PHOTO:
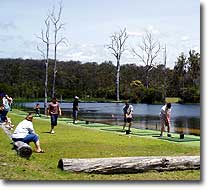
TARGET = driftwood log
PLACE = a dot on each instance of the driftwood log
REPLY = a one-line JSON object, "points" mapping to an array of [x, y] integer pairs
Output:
{"points": [[118, 165], [23, 149]]}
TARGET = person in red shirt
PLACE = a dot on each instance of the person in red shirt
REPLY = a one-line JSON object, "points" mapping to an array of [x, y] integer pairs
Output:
{"points": [[54, 111]]}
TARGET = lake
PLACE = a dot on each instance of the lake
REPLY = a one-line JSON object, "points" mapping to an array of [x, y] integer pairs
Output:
{"points": [[184, 118]]}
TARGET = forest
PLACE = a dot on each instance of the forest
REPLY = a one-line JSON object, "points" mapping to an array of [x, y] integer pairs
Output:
{"points": [[24, 78]]}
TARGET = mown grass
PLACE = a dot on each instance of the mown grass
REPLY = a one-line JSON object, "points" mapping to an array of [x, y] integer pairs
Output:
{"points": [[74, 141]]}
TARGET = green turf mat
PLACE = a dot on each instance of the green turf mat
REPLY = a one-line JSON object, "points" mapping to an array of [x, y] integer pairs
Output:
{"points": [[177, 139]]}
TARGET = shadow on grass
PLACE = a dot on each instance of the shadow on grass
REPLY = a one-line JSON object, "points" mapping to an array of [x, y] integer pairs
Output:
{"points": [[177, 139]]}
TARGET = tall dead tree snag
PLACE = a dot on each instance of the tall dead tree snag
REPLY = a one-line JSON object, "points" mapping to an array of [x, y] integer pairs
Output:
{"points": [[45, 38], [58, 25], [117, 47], [147, 51]]}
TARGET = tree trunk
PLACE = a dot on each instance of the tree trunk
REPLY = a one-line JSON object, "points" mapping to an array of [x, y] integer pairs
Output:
{"points": [[46, 81], [23, 149], [55, 64], [129, 164], [118, 80]]}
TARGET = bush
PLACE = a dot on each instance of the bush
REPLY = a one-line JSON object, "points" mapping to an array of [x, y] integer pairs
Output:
{"points": [[152, 95], [190, 95]]}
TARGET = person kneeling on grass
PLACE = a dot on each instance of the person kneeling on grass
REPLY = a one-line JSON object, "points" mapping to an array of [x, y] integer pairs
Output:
{"points": [[25, 132]]}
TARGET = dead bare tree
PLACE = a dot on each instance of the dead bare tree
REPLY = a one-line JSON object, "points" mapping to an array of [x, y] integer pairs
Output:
{"points": [[45, 37], [117, 47], [147, 51], [58, 25]]}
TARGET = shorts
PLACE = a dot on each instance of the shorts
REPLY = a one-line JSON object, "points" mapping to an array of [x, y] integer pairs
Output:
{"points": [[75, 113], [163, 122], [29, 138], [128, 120], [54, 118]]}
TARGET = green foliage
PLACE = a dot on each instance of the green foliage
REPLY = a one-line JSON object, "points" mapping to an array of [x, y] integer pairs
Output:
{"points": [[152, 96], [189, 95], [25, 79]]}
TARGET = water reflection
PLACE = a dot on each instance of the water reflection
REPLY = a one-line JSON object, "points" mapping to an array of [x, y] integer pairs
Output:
{"points": [[185, 118]]}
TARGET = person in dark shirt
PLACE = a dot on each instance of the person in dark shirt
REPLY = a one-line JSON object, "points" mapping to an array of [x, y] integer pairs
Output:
{"points": [[75, 109], [54, 111]]}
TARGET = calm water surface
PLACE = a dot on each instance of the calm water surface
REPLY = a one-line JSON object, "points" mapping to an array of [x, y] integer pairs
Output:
{"points": [[184, 118]]}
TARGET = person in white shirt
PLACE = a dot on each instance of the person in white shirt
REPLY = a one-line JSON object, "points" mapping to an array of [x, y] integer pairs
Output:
{"points": [[128, 117], [165, 114], [25, 132]]}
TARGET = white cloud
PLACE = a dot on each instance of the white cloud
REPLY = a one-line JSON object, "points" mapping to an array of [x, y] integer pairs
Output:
{"points": [[135, 33], [185, 38]]}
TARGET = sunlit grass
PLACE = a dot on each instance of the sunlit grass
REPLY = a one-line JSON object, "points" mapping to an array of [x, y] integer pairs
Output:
{"points": [[75, 141]]}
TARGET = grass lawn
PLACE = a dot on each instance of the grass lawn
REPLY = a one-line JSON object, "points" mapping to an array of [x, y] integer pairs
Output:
{"points": [[88, 141]]}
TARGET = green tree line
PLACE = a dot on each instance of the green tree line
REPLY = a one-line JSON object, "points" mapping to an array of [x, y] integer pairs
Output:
{"points": [[24, 78]]}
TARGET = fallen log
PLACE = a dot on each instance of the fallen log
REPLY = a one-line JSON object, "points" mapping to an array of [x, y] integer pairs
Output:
{"points": [[118, 165], [23, 149]]}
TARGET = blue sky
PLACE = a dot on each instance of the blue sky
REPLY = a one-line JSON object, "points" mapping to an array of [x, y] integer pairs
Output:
{"points": [[89, 24]]}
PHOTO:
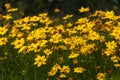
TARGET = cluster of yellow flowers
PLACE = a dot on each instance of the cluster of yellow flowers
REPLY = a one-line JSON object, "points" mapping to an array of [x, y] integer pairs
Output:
{"points": [[98, 32]]}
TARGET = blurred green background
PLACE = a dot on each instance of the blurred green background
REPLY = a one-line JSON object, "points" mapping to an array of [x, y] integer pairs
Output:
{"points": [[31, 7]]}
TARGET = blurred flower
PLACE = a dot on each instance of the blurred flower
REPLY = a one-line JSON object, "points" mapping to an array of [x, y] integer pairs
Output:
{"points": [[65, 69], [101, 76], [3, 41], [79, 70], [56, 10], [7, 5], [40, 60], [82, 9]]}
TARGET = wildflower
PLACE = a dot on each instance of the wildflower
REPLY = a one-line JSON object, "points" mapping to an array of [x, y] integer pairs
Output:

────────────────────────────────────────

__Task brief__:
Reproduce exactly, without any picture, the lines from the one bearing "TARGET = blue sky" to the last line of the records above.

__Solved exercise__:
TARGET = blue sky
PLACE = a dot on each instance of the blue sky
REPLY = a one-line JSON object, "points" mapping to an array of [x, y] integer pairs
Output:
{"points": [[89, 24]]}
PHOTO:
TARGET = cluster of yellow flowers
PLACE = a dot on each instance of the cluster of yellow flowers
REPLY = a one-line JSON object, "points" mapping to an array of [x, y] integer pairs
Output:
{"points": [[98, 32]]}
TARGET = blurred green background
PLACE = a dot on each instance of the blurred green background
REPLY = a one-line JSON object, "points" mapping to an array of [x, y] integer pairs
Output:
{"points": [[31, 7]]}
TARGET = blurred flower
PLACE = a dot on each instance of the blurred flower
REPLY = a one-line JSON object, "points" mapping to an array of [x, y] integer pairs
Output:
{"points": [[65, 69], [101, 76], [3, 41], [79, 70], [56, 10], [7, 5], [40, 60], [82, 9]]}
TARGET = wildflower
PLACE = a dot on each instance of the wildflower
REPLY = a one-line JSON object, "points" mapping to an array of [x, y] integer pairs
Output:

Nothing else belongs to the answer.